- _TEXTO EXTRAÍDO_
☆ ☆ ☆ ☆ ☆ ☆ ☆
Cuatro años después de que El exilio voluntario, de Claudio
Ferrufino-Coqueugniot, ganara el afamado Premio Casa de las Américas, de Cuba,
he podido por fin abrir sus páginas.
Ávidamente, como la literatura de este autor espolea, he leído el libro
en un abrir y cerrar de ojos, así como ocurre con los grandes de la literatura
universal cuya producción es un rico filón que debe ser explotado sin
desaprovechar ni una molécula de su abundancia, ni tampoco un solo segundo del
soplo, o soplos de creatividad que se respiran página a página.
Lo trascendente de este relato es que uno se involucra en él al extremo
de crear y recrear lo que en algún momento quiso decir, y exponiéndose a engendrar
pensamientos, ideas, personajes aún más ficticios que los estrictamente
señalados en la obra (los cito, con su venia, sin que él los haya mencionado).
Es que ahí, precisamente, es donde radica la destreza de un escritor:
lograr que la imaginación del lector vuele en diferentes direcciones, ya
plenamente imbuida de su relato.
A partir de una narración muy comprometida con la propia experiencia del
autor, zambullido en un mundo de ficción por poco poético (término empleado
estrictamente dada la exquisita narrativa), y entremezclado ese mundo con cosas
reales que llevan en sí mismas, con viva ilusión, probar y dar vida un fin
propio y anhelado cual es el de probar fortuna en la tierra de las
oportunidades, en ese coloso del Norte, el tan cacareado sueño se transforma en
algo diametralmente opuesto: en una pesadilla, en un ensueño angustioso y
tenazmente desgarrador, en una opresión de corazón arrítmico que impide la
respiración.
En todo ese entrevero de vértigo, retratado sin melancolía, ni siquiera
mezclando lo grato con lo infausto, con lo muy desgraciado… inclusive con lo
capaz de infundir terror o lástima, es notable y de ácido simbolismo cómo
Claudio, con los puños cerrados y la bronca en el estómago, hace de la partida
del foráneo de última clase, Carlos Flores (una especie de álter ego), una
festividad…
Una festividad con fuegos de artificio que se desplazan en su intimidad
más profunda como una apoteosis, como un homenaje a la existencia, a la
verdadera vida, a aquella a la que incluso él mismo le ha colocado alas que le
permitan volar lejos y terminar de una vez por todas con ese cúmulo de escasez,
de falta de las cosas más precisas, de ese cruento mundo migrante, de esa nada
hecha portento, de ese falaz y corrompido sueño americano en el que, por dictado
de su fuero interno, él seguirá merodeando hasta encontrar algo que posea
valor.
☆ ☆ ☆ ☆ ☆ ☆ ☆
- _CONSIGNAS DEL EJERCICIO_
1. Transcribe de la reseña el fragmento que se abre con las palabras que contienen "Es que ahí, precisamente, es" y se cierra con "respiración.".
2. Enumera todo aquello en lo que, según la reseña, se transforma el tan cacareado sueño.

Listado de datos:
☆ ☆ ☆ ☆ ☆ ☆ ☆
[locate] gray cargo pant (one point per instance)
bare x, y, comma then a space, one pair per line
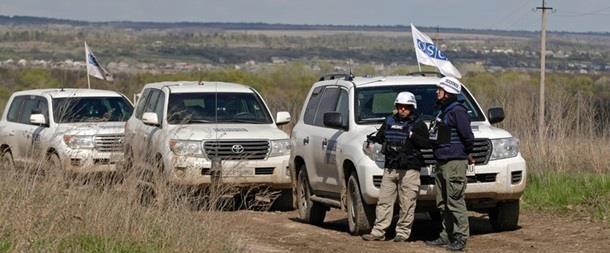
405, 184
450, 183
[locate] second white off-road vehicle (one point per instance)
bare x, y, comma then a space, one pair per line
191, 133
65, 130
333, 165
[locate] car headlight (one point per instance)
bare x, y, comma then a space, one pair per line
186, 147
373, 151
279, 147
79, 141
504, 148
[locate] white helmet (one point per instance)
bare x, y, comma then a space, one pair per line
450, 85
406, 98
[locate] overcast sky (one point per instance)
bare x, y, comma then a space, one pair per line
569, 15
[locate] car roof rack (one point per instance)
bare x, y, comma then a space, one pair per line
426, 73
333, 76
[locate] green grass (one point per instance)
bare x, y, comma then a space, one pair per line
94, 244
5, 243
569, 192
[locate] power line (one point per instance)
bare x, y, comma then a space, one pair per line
541, 129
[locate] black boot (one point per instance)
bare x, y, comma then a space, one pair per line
457, 245
371, 237
437, 242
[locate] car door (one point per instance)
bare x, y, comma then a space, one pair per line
302, 132
31, 145
133, 133
11, 133
155, 104
324, 145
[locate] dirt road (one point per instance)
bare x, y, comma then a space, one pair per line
282, 232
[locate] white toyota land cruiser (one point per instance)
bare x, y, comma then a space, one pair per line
179, 128
69, 130
332, 167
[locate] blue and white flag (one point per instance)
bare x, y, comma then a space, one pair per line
94, 68
428, 54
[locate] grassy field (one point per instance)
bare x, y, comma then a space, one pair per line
39, 214
582, 193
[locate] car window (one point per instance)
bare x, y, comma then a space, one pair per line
328, 103
343, 107
91, 109
312, 105
141, 103
32, 105
13, 111
373, 104
160, 105
151, 102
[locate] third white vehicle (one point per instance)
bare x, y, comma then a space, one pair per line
333, 166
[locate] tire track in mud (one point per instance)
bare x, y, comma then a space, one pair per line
538, 232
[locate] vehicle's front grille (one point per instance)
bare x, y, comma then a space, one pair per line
237, 149
109, 143
264, 171
377, 181
482, 178
480, 152
516, 176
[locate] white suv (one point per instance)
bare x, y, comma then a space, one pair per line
333, 168
179, 128
74, 130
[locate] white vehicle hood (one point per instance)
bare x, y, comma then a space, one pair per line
227, 132
479, 129
97, 128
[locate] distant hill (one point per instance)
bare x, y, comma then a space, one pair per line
29, 20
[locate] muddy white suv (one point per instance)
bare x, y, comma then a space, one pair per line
71, 130
333, 168
180, 129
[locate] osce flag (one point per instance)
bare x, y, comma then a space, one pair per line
94, 68
428, 54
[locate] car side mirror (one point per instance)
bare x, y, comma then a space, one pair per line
282, 118
495, 115
38, 119
150, 118
334, 120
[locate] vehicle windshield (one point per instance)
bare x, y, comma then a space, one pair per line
375, 103
91, 109
194, 108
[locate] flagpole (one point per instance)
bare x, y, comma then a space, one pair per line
87, 66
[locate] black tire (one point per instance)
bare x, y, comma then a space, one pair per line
505, 216
309, 211
360, 216
6, 160
283, 202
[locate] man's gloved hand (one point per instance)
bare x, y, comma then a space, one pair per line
471, 160
370, 137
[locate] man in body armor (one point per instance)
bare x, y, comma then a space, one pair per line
452, 141
402, 134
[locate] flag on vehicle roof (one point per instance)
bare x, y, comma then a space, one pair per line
94, 68
428, 54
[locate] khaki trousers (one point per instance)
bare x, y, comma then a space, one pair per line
405, 184
450, 183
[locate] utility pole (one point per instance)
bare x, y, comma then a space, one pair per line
541, 126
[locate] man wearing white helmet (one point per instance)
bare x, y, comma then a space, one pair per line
452, 141
403, 135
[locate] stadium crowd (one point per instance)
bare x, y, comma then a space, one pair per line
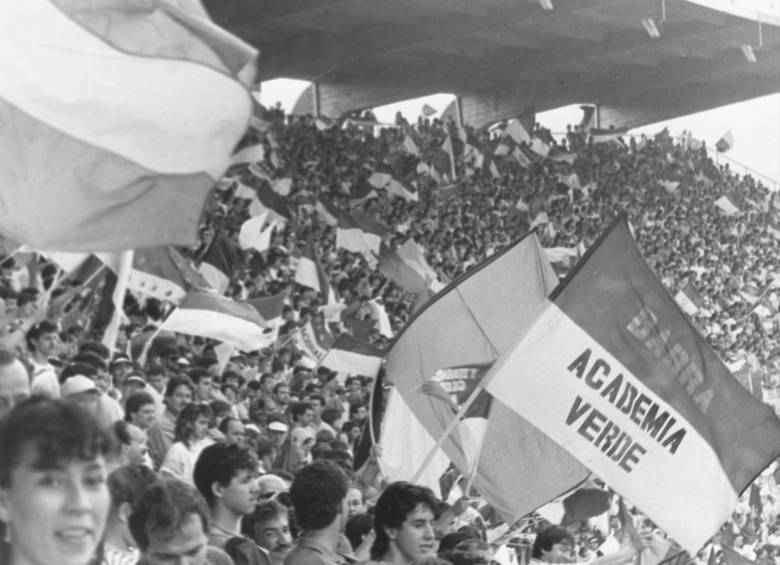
162, 452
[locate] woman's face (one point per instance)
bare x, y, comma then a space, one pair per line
55, 515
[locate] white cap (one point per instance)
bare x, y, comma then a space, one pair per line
77, 384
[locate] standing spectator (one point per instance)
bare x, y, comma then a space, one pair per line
318, 493
170, 523
191, 438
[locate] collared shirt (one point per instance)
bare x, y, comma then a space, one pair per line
309, 551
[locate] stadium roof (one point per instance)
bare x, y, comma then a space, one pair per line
502, 55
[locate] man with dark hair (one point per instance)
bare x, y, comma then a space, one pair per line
404, 524
14, 382
318, 495
225, 476
178, 393
269, 527
41, 342
169, 524
140, 410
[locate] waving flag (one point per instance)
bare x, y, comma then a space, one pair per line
482, 314
164, 273
111, 153
613, 371
209, 315
353, 356
310, 273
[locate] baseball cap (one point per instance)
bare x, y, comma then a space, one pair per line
278, 427
77, 384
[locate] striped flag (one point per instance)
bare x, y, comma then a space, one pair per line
207, 314
353, 356
689, 299
613, 371
310, 273
482, 314
164, 273
98, 159
220, 262
360, 234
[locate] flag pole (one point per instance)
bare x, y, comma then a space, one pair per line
447, 431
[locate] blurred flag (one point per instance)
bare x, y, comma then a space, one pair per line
611, 369
96, 161
351, 355
207, 314
725, 143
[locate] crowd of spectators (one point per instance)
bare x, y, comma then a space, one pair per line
260, 458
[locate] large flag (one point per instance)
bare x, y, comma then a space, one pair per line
351, 355
164, 273
481, 314
359, 234
310, 273
98, 160
220, 262
614, 372
207, 314
725, 143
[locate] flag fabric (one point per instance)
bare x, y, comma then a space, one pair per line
359, 234
351, 355
269, 200
408, 268
689, 299
725, 143
207, 314
251, 154
482, 313
613, 371
428, 110
220, 262
607, 135
314, 340
164, 273
310, 273
254, 233
727, 205
105, 171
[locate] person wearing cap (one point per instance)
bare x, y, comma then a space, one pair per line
81, 391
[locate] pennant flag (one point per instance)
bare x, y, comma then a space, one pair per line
94, 163
518, 132
207, 314
164, 273
360, 234
725, 143
614, 372
350, 355
689, 299
314, 339
484, 312
412, 142
310, 273
278, 205
588, 121
251, 154
255, 234
607, 135
220, 263
727, 205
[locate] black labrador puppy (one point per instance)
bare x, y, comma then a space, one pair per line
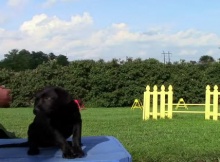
57, 117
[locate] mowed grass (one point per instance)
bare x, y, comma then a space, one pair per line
185, 138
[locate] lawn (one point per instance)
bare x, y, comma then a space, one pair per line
185, 138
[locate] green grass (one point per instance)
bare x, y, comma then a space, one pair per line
185, 138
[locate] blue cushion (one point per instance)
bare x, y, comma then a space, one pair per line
96, 148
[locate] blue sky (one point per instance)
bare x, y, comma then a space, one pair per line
106, 29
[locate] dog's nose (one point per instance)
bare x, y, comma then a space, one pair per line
36, 110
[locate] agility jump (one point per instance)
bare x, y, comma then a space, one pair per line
159, 103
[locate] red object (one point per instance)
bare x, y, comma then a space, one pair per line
5, 97
80, 104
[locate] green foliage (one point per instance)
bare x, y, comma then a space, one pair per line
22, 60
185, 138
114, 83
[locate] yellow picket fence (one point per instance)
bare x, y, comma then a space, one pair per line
158, 103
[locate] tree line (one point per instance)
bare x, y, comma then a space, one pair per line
114, 83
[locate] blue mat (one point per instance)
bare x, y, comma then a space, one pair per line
97, 149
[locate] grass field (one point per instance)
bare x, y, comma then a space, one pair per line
185, 138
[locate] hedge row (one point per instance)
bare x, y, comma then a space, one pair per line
112, 84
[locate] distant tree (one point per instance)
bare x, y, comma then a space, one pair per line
206, 59
38, 58
17, 60
51, 56
62, 60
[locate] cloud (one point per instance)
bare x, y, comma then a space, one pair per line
17, 3
50, 3
79, 38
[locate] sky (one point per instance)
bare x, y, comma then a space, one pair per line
112, 29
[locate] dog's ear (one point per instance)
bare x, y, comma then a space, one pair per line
63, 96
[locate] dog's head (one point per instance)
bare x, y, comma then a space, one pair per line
50, 99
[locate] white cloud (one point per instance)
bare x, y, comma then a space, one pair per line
16, 3
50, 3
78, 38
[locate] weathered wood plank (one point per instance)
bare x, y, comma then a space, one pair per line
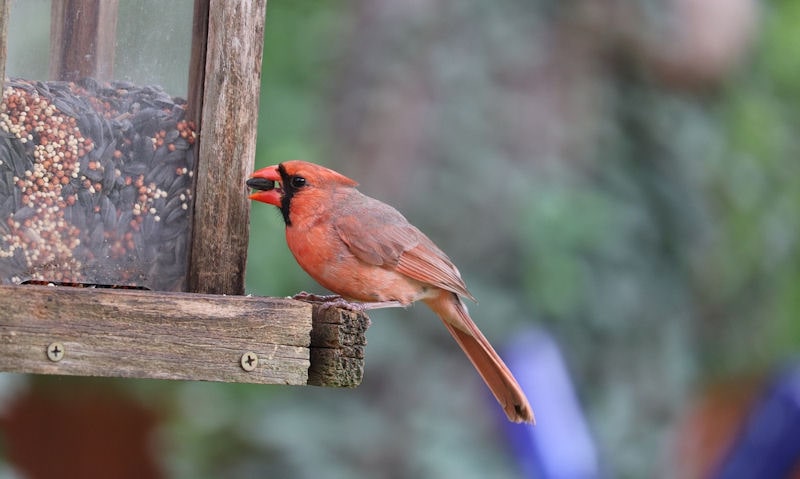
126, 333
227, 146
337, 347
83, 35
5, 10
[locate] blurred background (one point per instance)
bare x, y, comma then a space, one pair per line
618, 182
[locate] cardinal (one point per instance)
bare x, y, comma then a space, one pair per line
366, 251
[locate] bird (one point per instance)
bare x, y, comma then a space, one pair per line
366, 252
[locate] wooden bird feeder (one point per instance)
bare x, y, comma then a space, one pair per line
124, 214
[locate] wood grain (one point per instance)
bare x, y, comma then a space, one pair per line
143, 334
338, 341
83, 35
227, 146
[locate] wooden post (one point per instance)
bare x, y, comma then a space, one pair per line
130, 333
227, 146
5, 8
83, 35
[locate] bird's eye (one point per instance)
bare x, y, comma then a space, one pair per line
297, 182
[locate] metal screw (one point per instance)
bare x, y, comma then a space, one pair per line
249, 361
55, 352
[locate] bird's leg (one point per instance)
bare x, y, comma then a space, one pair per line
336, 301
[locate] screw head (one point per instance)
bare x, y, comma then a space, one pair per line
249, 361
55, 352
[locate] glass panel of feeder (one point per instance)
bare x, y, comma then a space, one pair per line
96, 170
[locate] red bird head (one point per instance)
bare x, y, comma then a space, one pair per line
277, 185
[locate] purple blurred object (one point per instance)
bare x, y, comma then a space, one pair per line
768, 446
559, 446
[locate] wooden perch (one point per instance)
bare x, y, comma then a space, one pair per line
143, 334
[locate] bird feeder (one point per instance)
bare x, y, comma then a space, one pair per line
123, 210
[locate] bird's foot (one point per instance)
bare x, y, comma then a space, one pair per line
335, 301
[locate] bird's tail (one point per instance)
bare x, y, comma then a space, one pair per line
490, 366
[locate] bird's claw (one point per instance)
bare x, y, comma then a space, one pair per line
335, 301
326, 301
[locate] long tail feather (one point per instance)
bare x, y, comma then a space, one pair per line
490, 366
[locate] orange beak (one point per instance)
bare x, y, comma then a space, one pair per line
267, 183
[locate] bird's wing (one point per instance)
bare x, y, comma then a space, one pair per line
379, 235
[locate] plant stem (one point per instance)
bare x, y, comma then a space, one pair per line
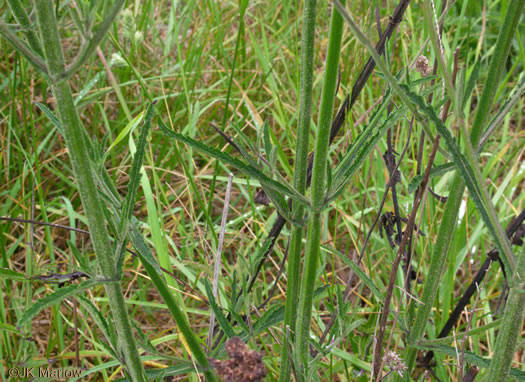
300, 178
93, 207
318, 190
510, 328
449, 222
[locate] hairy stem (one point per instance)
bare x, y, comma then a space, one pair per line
93, 207
318, 191
300, 177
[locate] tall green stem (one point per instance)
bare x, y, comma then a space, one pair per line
300, 178
86, 182
318, 192
510, 327
447, 226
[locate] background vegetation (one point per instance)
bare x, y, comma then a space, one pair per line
235, 66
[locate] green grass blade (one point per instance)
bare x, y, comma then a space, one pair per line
54, 298
221, 318
472, 182
226, 158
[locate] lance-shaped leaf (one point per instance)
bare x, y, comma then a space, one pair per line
54, 298
228, 159
472, 182
470, 357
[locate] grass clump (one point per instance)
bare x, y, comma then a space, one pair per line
125, 241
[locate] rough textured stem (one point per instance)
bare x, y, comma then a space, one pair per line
300, 176
89, 46
86, 183
449, 222
318, 190
510, 327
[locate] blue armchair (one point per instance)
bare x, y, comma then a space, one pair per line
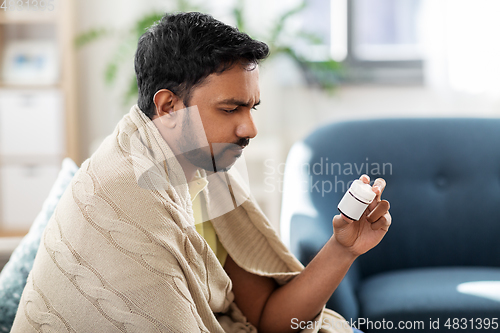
440, 259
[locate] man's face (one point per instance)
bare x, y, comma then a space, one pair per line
225, 103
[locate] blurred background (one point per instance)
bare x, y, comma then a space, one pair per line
66, 77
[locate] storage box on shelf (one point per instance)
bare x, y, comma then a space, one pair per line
37, 106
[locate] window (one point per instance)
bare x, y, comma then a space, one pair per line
377, 40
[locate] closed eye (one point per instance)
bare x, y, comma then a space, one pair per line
230, 111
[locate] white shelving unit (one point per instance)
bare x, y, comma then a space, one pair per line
38, 117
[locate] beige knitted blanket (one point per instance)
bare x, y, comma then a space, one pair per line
121, 253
☆ ☆ ☆ ☆ ☆ ☆ ☆
- _SOLUCIONES POR CONSIGNA_
1.
Es que ahí, precisamente, es donde radica la destreza de un escritor:
lograr que la imaginación del lector vuele en diferentes direcciones, ya
plenamente imbuida de su relato.
A partir de una narración muy comprometida con la propia experiencia del
autor, zambullido en un mundo de ficción por poco poético (término empleado
estrictamente dada la exquisita narrativa), y entremezclado ese mundo con cosas
reales que llevan en sí mismas, con viva ilusión, probar y dar vida un fin
propio y anhelado cual es el de probar fortuna en la tierra de las
oportunidades, en ese coloso del Norte, el tan cacareado sueño se transforma en
algo diametralmente opuesto: en una pesadilla, en un ensueño angustioso y
tenazmente desgarrador, en una opresión de corazón arrítmico que impide la
respiración.

2.
- una pesadilla
- un ensueño angustioso y tenazmente desgarrador
- una opresión de corazón arrítmico que impide la respiración